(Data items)
———

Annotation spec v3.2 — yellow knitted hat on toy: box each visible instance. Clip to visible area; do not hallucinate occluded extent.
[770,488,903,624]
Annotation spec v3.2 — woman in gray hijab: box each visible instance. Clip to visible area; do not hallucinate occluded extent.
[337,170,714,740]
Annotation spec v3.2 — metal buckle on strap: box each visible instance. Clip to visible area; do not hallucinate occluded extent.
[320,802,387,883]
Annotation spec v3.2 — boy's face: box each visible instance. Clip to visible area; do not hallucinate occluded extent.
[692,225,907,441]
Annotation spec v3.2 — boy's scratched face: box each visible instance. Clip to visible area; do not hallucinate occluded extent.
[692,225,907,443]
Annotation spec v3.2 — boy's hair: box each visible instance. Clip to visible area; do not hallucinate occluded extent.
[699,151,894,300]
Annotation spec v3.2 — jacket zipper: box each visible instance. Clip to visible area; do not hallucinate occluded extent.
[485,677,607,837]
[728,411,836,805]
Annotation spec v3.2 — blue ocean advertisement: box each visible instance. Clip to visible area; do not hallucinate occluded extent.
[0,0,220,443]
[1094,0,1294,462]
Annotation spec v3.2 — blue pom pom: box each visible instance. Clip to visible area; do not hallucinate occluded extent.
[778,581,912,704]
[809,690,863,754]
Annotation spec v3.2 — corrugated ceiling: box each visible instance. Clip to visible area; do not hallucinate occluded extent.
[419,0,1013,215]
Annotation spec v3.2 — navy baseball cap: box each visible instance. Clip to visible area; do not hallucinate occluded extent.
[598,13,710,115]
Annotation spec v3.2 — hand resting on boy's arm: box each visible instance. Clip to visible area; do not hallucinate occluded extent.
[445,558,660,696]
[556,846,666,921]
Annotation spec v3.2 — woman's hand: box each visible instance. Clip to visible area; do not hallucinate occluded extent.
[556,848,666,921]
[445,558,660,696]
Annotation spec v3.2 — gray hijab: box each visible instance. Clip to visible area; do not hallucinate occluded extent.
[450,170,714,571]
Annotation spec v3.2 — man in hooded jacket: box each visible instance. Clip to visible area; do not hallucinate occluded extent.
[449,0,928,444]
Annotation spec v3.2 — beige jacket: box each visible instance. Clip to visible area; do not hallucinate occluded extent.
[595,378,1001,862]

———

- [STATED TASK] Rewrite the entries above, swapping each "boy's" for "child's" and leaving everything else as it is.

- [THE OUTPUT]
Annotation spec v3.2 — yellow knitted hat on toy: box each visible instance. Clip to visible area; do not hallucinate occluded extent.
[770,488,903,624]
Annotation spec v3.2 — woman in gray hijab: box each visible instance. Clip to visible area; do not hallucinate occluded extent.
[337,170,714,740]
Annotation spec v3.2 — metal buckle on strap: box each visible instance. Clip to visible area; do not hallucinate occluded extent.
[320,802,387,883]
Annotation spec v3.2 — child's face: box each visible instance. Clip to visible area; do not hallucinate occluded extent.
[692,225,907,441]
Annotation spec v3.2 — child's scratched face: box each visible instance. Clip to visible area; do not hallucinate occluded extent.
[692,225,907,443]
Annotation spec v3.2 — child's hair: box each visible instance. Clip to visible area; do not hallucinate occluded extent.
[699,151,894,300]
Annotation spec v3.2 — jacket zipper: box each visible instance. Clip to visible area; do not hallucinate occluded extent.
[485,677,607,837]
[728,411,836,805]
Annotation spec v3.2 — blue ocean advertisement: box each visible instance. Clip to visible area; do not hallucinate occluded extent.
[0,0,220,443]
[1094,0,1294,462]
Annotation spec v3.2 — blue pom pom: box each visible instance. Clip to visible area; do not hallucinate occluded extent.
[778,581,912,704]
[809,690,863,754]
Annotation spec v3.2 — corrugated ceiling: box each visible instance. Clip to visible area; do not hallucinate occluded extent.
[419,0,1013,215]
Annotation spec v3.2 — navy baseball cap: box each visible instance. Clip to visible area; do not hallucinate occluded extent.
[598,13,710,115]
Annotation spec v3.2 — hand resting on child's arm: box each visible instance. Clip to visible area; do not hallucinate occluded extent.
[445,558,660,696]
[556,846,666,921]
Annotation spec v3.2 — woman's hand: box each visible instance. Clip to visible area; do not hallucinate occluded extent.
[556,848,666,921]
[445,558,660,696]
Annotation spec v3.2 — gray hijab: box each visible instance. Clip to visible area; do not hallucinate occluded extent.
[450,170,714,571]
Annotation spec v3.2 — man in hooded jacket: box each visible instance. Clip to visible area; do not hallucinate occluded extent.
[449,0,928,444]
Annotation spec v3.2 — beige jacket: box each visible instance. Clip to visible area; do not hallucinate occluded extent.
[595,378,1001,862]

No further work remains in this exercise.